WORK ITEM: The line containing "-- sample [187,259]." marks the end: copy exactly every line from the start of the records below up to and including it, leaving out pictures.

Recorded data:

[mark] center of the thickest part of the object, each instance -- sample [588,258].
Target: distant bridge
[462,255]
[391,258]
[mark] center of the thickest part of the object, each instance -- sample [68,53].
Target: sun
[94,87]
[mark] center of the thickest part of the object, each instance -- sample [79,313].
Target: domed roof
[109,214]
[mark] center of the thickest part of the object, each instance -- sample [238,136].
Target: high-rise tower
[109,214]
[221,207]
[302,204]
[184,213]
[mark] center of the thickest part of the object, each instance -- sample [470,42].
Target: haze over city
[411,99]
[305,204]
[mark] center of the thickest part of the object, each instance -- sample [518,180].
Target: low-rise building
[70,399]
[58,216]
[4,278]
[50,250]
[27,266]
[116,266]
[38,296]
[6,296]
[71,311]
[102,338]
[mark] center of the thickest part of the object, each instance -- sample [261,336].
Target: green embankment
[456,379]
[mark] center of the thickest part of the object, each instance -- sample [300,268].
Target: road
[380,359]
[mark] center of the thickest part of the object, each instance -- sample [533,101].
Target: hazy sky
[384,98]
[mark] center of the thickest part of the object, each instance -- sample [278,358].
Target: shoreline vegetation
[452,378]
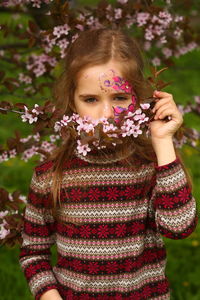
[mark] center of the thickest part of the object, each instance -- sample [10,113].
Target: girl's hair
[97,47]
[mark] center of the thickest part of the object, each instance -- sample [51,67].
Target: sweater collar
[106,156]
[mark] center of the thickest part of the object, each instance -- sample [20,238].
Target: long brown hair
[95,47]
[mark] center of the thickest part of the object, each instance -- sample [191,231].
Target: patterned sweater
[109,228]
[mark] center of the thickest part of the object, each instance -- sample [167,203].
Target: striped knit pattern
[108,231]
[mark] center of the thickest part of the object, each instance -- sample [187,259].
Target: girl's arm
[38,236]
[172,199]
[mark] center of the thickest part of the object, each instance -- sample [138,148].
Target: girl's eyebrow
[93,95]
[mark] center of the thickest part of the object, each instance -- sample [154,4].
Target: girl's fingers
[159,103]
[166,112]
[162,94]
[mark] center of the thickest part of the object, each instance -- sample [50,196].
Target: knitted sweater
[109,228]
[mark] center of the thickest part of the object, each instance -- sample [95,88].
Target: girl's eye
[121,98]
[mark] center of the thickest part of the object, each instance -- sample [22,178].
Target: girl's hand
[165,106]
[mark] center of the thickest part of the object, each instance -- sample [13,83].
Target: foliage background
[183,255]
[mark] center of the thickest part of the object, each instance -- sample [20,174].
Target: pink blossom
[167,52]
[12,153]
[177,33]
[80,27]
[60,30]
[145,105]
[156,61]
[25,78]
[3,231]
[142,18]
[29,153]
[149,33]
[118,13]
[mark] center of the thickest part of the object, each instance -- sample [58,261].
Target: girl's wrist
[164,149]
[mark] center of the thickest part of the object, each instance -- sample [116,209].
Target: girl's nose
[108,111]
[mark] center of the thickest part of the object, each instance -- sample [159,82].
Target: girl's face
[99,88]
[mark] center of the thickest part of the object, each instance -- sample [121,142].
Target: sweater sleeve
[38,235]
[173,202]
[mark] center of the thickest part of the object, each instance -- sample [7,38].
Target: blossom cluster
[31,115]
[38,63]
[131,124]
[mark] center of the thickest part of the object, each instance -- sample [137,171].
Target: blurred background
[183,255]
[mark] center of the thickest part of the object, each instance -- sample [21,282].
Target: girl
[107,210]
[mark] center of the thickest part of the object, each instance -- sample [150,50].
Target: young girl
[115,205]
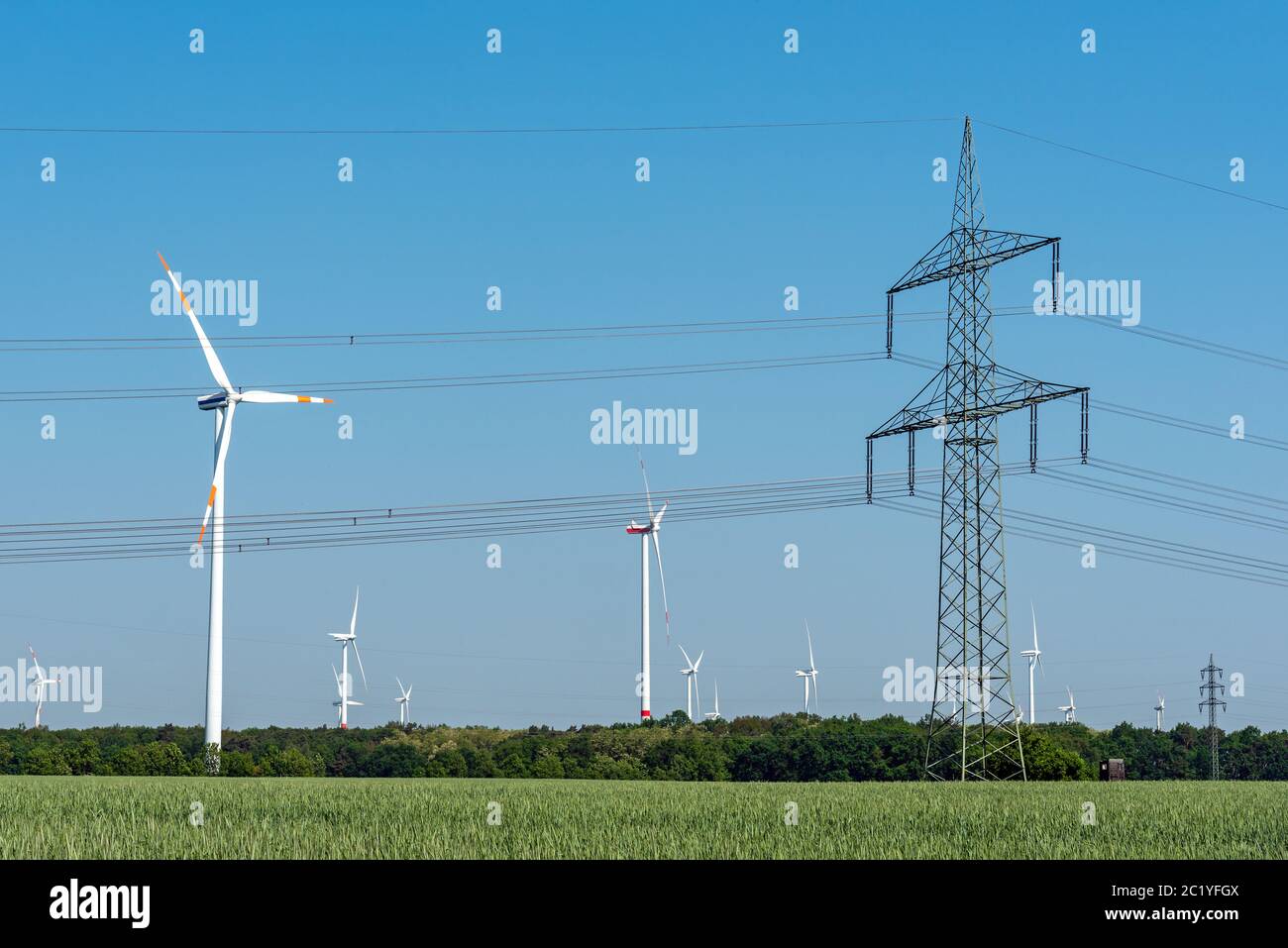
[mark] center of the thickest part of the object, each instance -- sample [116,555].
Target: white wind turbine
[691,682]
[40,683]
[403,702]
[224,403]
[343,682]
[644,532]
[1034,656]
[344,702]
[715,715]
[809,674]
[1070,710]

ANSWER TO THIS EXERCISE:
[mark] center of the thickest part of the object, each instance -- sample [588,258].
Target: distant bridge
[462,255]
[391,258]
[mark] center of the thickest part of the object, each instance -- sample [68,53].
Target: sun
[94,87]
[mark] center of the thickest part of the object, each instance -- sample [79,313].
Target: domed roof
[109,214]
[mark] center of the thickest part of the object, each instance -- sample [238,136].
Target: high-rise tower
[109,214]
[221,207]
[302,204]
[184,213]
[mark] center of the thickest part of the object, each instance -- sample [470,42].
Target: haze over city
[411,99]
[305,204]
[mark] center of the thickest part of the object, each instance -- sample [518,180].
Target: low-rise building
[70,399]
[58,216]
[4,278]
[50,250]
[27,266]
[116,266]
[38,296]
[6,296]
[71,311]
[102,338]
[mark] center of the thickest part of the object, each instance -- sample [261,336].
Target: green embankment
[456,379]
[mark] center of the thickest part of the object, each instance -- sample [300,268].
Target: road
[380,359]
[mark] center of the thickest part of the object, each instance -- sample [533,101].
Target: hazy sky
[384,98]
[mark] center of the thickest part of the object, each instance -- sample [278,358].
Target: shoreline vegetation
[452,378]
[mark] center of the thickest part of the object, each instance -- sample [10,113].
Target: girl's hair
[97,47]
[mark] center of the thickest part of the object, each instance -- sample [51,67].
Target: sweater collar
[106,156]
[mark] center of the thickest part of the object, each instance -- sample [20,238].
Target: long brown hair
[95,47]
[mark] center of the thickest part of the object, each instance -- sample [191,231].
Target: patterned sweater
[109,228]
[mark] center of the thickest part of the object, each instance -- sample [167,203].
Target: striped knit pattern
[108,231]
[mark] center of the thickest part of the object, each instance -- sample [187,259].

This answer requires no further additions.